Start of INPUT
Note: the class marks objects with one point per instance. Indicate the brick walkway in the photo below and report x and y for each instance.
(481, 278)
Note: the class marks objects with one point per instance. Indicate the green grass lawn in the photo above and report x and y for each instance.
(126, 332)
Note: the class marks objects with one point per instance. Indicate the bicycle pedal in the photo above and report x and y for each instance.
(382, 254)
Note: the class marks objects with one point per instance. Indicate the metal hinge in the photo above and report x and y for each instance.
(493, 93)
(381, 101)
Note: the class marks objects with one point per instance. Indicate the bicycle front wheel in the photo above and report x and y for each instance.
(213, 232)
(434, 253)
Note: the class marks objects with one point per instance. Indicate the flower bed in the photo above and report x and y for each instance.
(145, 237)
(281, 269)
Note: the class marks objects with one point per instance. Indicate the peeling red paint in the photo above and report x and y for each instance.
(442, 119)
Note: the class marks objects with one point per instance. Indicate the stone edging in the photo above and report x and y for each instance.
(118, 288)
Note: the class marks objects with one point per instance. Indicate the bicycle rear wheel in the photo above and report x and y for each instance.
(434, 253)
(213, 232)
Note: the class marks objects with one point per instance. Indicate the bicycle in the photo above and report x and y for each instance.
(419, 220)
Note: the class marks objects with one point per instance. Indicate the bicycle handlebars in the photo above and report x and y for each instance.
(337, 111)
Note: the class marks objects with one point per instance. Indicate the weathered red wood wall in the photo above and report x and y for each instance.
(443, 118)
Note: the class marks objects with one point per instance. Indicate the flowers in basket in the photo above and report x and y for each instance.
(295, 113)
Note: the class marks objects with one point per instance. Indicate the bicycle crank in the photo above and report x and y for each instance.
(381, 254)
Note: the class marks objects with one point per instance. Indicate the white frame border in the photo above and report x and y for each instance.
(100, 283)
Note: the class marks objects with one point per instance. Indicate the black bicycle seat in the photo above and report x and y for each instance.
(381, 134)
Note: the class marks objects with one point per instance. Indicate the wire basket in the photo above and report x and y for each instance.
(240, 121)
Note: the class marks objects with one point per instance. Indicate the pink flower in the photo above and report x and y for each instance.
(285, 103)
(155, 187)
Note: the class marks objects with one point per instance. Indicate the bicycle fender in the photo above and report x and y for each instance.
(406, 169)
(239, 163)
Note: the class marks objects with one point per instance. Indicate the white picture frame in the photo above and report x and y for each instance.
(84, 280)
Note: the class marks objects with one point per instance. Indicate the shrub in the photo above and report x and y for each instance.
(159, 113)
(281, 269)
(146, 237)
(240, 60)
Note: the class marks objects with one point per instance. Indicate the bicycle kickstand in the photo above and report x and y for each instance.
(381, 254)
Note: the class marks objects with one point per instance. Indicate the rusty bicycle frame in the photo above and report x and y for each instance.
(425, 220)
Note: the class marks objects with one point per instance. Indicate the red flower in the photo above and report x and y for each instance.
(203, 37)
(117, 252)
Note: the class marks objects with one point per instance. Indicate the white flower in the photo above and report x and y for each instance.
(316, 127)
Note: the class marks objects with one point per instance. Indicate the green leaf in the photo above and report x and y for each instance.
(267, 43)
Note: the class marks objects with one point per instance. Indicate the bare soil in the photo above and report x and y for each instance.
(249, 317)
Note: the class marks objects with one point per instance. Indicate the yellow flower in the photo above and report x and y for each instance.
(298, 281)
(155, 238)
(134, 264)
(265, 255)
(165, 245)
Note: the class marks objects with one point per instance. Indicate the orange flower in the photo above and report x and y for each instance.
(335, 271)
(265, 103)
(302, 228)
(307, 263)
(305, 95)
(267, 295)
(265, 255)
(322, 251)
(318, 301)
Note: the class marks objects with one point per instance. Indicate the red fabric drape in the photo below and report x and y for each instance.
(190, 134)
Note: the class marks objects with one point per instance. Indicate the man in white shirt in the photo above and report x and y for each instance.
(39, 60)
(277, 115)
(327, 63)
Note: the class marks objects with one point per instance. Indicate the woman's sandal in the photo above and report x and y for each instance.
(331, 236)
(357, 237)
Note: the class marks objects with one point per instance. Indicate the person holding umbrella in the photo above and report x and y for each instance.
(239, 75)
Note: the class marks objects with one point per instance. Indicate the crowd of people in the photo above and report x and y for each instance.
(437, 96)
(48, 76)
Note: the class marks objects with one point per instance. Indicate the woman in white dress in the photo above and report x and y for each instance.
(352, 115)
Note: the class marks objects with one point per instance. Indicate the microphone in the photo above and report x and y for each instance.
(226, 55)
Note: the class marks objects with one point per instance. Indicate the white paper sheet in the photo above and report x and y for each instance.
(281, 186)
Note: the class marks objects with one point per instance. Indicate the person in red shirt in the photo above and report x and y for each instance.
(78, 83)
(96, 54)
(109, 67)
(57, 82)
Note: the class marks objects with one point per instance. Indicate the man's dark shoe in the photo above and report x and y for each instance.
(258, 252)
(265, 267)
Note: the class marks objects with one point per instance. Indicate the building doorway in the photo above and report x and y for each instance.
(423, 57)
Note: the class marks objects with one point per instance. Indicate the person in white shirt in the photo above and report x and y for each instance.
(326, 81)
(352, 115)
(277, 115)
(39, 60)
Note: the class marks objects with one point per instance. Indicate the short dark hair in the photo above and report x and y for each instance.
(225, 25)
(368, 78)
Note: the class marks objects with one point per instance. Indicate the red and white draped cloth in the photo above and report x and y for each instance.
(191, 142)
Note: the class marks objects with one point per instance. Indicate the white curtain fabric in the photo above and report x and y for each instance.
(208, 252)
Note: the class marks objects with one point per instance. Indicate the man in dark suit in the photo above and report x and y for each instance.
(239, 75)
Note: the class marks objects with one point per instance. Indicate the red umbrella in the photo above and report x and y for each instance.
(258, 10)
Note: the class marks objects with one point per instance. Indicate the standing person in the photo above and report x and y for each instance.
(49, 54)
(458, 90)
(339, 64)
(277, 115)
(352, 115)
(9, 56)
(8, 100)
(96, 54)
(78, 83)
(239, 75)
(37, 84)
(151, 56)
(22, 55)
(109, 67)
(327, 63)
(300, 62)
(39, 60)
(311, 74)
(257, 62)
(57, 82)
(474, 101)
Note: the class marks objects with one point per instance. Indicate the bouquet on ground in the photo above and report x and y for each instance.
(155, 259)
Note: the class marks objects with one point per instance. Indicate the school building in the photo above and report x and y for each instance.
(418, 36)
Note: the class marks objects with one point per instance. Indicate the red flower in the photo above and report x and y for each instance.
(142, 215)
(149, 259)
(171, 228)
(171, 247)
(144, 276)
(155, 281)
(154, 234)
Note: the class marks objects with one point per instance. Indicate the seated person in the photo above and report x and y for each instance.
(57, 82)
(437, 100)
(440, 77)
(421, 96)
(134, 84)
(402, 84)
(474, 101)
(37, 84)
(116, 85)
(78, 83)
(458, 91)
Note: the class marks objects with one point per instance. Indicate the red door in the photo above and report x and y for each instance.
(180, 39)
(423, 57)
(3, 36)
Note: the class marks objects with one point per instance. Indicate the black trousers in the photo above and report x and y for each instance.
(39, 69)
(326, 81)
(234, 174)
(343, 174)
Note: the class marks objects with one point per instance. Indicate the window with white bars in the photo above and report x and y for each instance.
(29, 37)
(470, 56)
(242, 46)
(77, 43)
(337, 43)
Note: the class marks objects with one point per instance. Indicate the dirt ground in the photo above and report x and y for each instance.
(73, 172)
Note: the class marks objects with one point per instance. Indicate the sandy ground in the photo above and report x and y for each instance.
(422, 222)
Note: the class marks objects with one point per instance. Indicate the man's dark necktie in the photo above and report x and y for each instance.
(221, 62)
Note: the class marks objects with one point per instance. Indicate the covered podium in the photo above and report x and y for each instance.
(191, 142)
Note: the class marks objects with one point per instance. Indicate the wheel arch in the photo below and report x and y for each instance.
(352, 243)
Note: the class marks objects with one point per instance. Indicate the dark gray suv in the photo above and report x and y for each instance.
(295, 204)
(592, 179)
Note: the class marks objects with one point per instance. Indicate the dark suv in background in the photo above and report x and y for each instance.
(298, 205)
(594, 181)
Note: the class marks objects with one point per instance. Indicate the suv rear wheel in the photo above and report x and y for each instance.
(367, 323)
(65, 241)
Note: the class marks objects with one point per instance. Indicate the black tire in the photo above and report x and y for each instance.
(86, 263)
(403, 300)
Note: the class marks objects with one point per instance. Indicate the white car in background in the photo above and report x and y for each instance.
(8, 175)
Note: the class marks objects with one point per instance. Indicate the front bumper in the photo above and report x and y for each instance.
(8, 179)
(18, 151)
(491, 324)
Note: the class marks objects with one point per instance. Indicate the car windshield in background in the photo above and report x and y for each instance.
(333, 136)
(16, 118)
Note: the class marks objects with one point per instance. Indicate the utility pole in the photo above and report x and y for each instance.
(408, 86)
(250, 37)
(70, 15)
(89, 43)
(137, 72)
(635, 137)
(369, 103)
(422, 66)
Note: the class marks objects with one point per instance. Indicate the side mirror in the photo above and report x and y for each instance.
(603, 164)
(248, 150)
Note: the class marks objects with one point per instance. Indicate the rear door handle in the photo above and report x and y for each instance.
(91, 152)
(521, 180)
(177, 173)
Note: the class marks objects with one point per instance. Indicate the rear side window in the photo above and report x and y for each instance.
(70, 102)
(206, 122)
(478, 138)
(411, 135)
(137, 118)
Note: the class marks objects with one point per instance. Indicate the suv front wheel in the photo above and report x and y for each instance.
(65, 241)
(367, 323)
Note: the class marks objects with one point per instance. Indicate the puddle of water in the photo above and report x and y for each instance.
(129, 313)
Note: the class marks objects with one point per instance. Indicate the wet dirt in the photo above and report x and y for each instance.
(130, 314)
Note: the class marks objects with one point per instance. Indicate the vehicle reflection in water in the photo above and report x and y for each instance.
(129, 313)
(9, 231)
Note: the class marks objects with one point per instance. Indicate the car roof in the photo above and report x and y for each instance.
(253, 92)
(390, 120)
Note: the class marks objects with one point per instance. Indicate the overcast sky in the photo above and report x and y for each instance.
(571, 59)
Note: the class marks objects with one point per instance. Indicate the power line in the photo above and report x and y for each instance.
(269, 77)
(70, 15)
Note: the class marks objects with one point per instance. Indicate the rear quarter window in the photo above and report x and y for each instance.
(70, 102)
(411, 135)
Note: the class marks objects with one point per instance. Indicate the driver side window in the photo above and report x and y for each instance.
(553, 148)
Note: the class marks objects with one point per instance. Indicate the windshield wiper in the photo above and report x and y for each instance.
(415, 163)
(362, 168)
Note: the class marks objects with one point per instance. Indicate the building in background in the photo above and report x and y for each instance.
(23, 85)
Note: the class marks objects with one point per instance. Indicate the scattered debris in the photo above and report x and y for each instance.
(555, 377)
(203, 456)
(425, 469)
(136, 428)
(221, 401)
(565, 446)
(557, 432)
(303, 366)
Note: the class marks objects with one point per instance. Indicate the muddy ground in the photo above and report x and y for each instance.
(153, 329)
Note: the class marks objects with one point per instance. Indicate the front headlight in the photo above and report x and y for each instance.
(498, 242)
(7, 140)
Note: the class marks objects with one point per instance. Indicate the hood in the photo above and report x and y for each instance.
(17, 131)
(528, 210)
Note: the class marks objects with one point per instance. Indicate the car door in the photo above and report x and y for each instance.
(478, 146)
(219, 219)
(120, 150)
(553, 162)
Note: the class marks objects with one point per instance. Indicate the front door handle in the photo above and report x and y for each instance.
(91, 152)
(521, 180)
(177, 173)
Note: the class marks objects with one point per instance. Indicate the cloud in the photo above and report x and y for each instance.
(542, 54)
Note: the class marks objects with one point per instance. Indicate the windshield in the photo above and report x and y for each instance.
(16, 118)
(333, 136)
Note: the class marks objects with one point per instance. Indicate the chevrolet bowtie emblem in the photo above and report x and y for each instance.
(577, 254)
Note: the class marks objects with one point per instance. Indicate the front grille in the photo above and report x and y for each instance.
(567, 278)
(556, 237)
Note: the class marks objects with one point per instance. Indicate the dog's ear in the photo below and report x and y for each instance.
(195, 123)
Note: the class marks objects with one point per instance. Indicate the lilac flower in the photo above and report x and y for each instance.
End of INPUT
= TASK =
The response should contain only a verbatim copy of the lines from the line with "the car door" to the final line of the records.

= RESPONSE TO THE EXERCISE =
Note: the class marks objects with one point per instance. Indicate the car door in the photo above and report x and y for each instance.
(478, 146)
(219, 219)
(120, 150)
(553, 162)
Note: the class marks objects with one point per instance. Indicate the front door handle in the photo above and report x and y for each instance.
(91, 152)
(521, 180)
(177, 173)
Note: the class marks objects with one point per instance. Indicate the cloud in the photo above and report x and y for each instance.
(542, 54)
Note: the class marks objects with one point per instance. Indicate the windshield in the photo above and report x and y for each instance.
(16, 118)
(333, 136)
Note: the class marks objects with one point per instance. Indicate the chevrolet bowtie emblem in the photo above and report x and y for each instance.
(577, 254)
Note: the class marks objects with one point per instance. Indicate the front grille in the photo above and report x and y for each instance.
(567, 278)
(556, 237)
Note: the class marks objects with one point per instance. Indicate the dog's ear in the photo below and report x and y for each instance.
(195, 123)
Note: the class marks objects with one point per instance. Indicate the lilac flower in the photo above and report x and y for each instance.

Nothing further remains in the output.